Collected data entries:
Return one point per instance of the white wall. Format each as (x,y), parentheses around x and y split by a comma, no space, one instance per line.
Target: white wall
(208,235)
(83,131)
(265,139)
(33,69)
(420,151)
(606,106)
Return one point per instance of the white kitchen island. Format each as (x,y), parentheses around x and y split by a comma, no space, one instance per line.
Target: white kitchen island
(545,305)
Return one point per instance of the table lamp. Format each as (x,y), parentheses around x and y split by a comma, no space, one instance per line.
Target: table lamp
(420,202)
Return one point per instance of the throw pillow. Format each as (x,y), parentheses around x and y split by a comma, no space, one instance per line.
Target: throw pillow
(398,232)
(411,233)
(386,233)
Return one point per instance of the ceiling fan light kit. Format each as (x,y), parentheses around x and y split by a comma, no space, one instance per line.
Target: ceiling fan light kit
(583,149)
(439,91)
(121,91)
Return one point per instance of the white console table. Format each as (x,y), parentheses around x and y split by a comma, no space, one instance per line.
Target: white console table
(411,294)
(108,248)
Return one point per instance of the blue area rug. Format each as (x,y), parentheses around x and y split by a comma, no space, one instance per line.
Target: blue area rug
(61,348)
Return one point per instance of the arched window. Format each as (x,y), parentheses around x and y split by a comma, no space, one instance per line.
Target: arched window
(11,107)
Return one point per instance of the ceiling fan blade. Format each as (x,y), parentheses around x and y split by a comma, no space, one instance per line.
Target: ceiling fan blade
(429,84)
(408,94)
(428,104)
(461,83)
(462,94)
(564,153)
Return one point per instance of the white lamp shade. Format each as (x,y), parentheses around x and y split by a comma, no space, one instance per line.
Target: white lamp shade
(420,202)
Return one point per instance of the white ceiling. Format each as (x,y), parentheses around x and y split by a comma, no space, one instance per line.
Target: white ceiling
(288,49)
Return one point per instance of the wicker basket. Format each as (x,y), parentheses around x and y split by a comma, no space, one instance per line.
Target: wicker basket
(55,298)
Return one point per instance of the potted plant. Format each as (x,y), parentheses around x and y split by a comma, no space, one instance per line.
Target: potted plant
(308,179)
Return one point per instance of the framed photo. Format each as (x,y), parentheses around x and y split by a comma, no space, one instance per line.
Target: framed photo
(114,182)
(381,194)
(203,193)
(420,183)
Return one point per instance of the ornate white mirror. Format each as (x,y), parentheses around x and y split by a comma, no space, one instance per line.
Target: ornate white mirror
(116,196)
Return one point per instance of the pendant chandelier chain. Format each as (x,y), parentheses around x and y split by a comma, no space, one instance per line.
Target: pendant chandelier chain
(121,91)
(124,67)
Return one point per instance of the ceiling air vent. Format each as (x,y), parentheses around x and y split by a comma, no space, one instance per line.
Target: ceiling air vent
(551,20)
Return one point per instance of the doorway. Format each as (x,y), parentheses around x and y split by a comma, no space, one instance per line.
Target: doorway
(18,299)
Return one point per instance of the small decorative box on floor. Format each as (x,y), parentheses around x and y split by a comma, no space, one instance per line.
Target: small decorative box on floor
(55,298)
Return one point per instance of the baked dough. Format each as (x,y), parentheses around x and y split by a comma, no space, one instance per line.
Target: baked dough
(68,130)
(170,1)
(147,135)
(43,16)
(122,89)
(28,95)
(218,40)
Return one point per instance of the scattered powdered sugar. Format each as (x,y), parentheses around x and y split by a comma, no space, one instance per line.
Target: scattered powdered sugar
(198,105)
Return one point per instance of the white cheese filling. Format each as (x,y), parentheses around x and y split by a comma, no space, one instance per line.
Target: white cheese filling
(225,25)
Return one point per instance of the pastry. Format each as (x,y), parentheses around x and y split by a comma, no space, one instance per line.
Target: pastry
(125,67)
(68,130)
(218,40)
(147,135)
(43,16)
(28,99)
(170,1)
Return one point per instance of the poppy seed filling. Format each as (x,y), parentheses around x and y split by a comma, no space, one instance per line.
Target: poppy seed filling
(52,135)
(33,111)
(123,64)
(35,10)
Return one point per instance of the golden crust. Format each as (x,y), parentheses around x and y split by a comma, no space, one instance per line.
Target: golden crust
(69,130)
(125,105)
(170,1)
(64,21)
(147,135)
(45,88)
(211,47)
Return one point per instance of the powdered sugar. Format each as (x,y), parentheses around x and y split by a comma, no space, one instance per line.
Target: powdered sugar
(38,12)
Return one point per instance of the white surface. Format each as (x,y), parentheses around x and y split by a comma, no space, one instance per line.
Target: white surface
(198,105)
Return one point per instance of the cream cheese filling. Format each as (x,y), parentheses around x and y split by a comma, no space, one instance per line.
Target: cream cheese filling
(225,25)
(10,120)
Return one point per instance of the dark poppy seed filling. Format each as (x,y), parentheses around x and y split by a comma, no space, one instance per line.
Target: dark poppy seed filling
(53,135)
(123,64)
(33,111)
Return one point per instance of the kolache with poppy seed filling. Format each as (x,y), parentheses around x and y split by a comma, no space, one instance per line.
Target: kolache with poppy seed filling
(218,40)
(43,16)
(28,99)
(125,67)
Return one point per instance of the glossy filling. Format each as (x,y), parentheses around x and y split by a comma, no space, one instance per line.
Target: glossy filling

Problem requirements
Rewrite every line of the records from the line containing "Return one point per instance of the pastry." through the end of the records, both inclusive, and increase each x and y coordinate in the answer points by 81. Leave all other lines unchanged.

Written response
Return one point per instance of the pastry. Format each as (x,y), parentheses around x and y split by a comma, no space, one instance per line.
Target: pastry
(206,148)
(149,211)
(299,121)
(228,216)
(124,97)
(109,180)
(251,82)
Return one point per instance of the poppy seed filling. Format each as (x,y), parentheses around x and y split by a comma, no space, one instance per line.
Target: poppy seed filling
(133,216)
(114,192)
(204,145)
(116,91)
Return one point per instance of the golden crust. Format each as (x,y), parentheses around x and y split by a comma, no space, one instance per line.
Target: golden crust
(150,211)
(206,186)
(251,82)
(145,102)
(228,216)
(126,169)
(292,128)
Return one point per instance of the powdered sugar. Format each as (x,y), parentheses around x and y split by a comma, no space, one instance per line.
Target: powdered sugar
(119,93)
Return one point per instance of the white surface. Format each as (x,y), parentheses around x and y split by a comma, no space, one instance per line.
Target: white surface
(279,186)
Return one point per instance of the cream cheese filling. Format each as (x,y), parentheses around x and y split by a comma, no space, one instance per line.
Target: cream cheese filling
(306,106)
(91,201)
Return one point per instance of the dark poppy seed filling. Format each as (x,y), parentheses around x and y split by a comma, no space, one instance per line.
Target: dark poppy seed filling
(134,216)
(204,145)
(114,192)
Return one point per instance of the kolache with poppy seed filling. Format each as (x,y), parentheses around x and y split by a comma, no space, one instance per line.
Target: kolache with poppy seed filling
(299,121)
(124,97)
(109,180)
(206,148)
Return one point per instance of the glossy filling. Format each as (x,y), parentheses around x and y split by a comma, no space, one instance per line.
Target: glossy filling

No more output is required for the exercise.